▶ Source extract:
---------------

Conservatives say the Democrats are out of touch with America, but how in touch with the electorate can you be when you reject a candidate who still wins the general election on what's basically a moderate Republican platform?
Meanwhile, in the Governors race it was never close to a sure thing that Attorney General Bill McCollum would win the Governor's race, but early numbers gave him a clear name recognition advantage over CFO Alex Sink.
Then along came Rick Scott. He was never as embedded with the Tea Party crowd as Rubio was, but he made no secret in courting them. There's not that much room to run to the right of McCollum, but Scott found a way. The ensuing, nasty battle to prove who is more right wing that has become the Republican primary has hurt the approval numbers of both candidates.
"Once the primary is over, the race for Governor will be one to define Alex Sink for the majority of Floridians who don't know enough about her to have an opinion. McCollum, who leads the GOP primary race, has seen his favorable/unfavorable ratio sink from 37 - 29 percent favorable among all registered voters to a negative 33 - 34 percent. Scott's has dropped from 31 - 22 percent favorable in June to a negative 28 - 40 percent today," says Peter Brown, assistant director of the Quinnipiac University Polling Institute.
Things could change between now and November, but if the GOP comes up empty handed in the top two state races in Florida they may have the Tea Party fueled conservative wing of their party to blame.

---------------

▶ Dataset records:

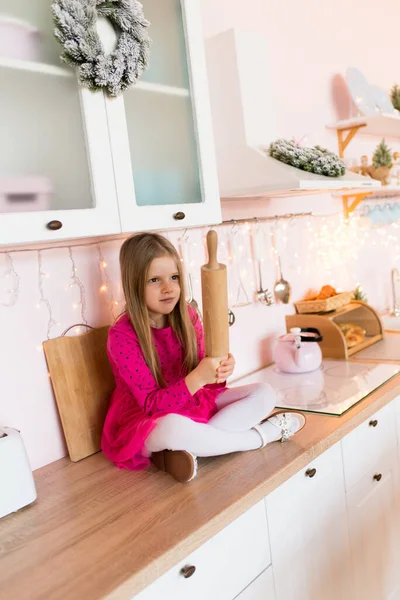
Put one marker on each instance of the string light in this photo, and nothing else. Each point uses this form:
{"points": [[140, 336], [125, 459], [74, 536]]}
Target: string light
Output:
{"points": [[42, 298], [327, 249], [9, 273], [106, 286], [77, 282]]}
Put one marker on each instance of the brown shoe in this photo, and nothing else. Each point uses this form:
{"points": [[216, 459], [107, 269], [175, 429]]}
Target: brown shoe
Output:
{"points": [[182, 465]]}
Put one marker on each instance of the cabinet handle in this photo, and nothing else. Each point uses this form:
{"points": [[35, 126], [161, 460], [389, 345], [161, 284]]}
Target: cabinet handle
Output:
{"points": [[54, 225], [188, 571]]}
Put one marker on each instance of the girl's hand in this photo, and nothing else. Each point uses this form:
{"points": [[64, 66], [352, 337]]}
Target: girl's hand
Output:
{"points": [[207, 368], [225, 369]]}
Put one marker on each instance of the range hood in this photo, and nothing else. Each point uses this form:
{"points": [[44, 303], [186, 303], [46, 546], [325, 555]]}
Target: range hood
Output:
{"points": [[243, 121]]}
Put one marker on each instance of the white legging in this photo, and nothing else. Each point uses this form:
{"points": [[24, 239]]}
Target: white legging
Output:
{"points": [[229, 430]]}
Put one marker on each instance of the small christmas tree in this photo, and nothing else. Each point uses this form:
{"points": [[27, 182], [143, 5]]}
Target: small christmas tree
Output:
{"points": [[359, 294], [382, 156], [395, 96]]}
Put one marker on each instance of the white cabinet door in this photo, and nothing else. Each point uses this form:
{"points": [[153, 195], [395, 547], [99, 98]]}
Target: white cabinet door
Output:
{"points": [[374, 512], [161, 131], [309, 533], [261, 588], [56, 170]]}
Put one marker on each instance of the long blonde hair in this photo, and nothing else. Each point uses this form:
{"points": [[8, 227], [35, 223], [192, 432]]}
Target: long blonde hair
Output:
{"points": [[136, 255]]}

---------------

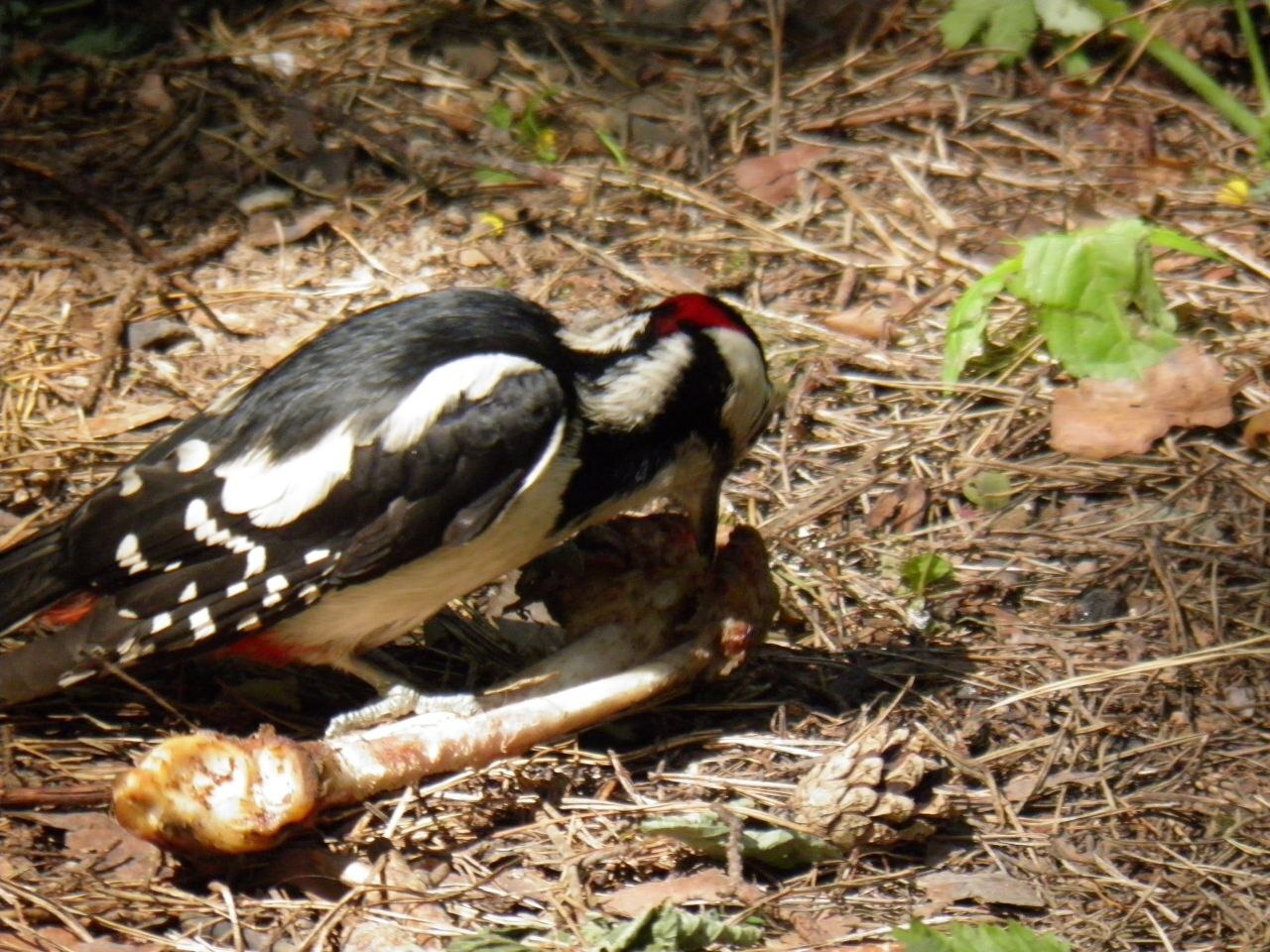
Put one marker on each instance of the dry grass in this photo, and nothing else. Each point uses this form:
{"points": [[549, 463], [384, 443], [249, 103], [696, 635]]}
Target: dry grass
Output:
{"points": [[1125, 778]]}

---------------

▶ Stated exercise 1:
From the Florida politics passage, pull out the stretch from "Then along came" through "of both candidates.".
▶ Stated exercise 2:
Answer these from the Florida politics passage:
(a) What office does Alex Sink hold?
(b) Which candidate does the passage say was more embedded with the Tea Party crowd than Rick Scott?
(c) What was Scott's favorable/unfavorable ratio in June?

▶ Result 1:
Then along came Rick Scott. He was never as embedded with the Tea Party crowd as Rubio was, but he made no secret in courting them. There's not that much room to run to the right of McCollum, but Scott found a way. The ensuing, nasty battle to prove who is more right wing that has become the Republican primary has hurt the approval numbers of both candidates.

▶ Result 2:
(a) CFO
(b) Rubio
(c) 31 - 22 percent favorable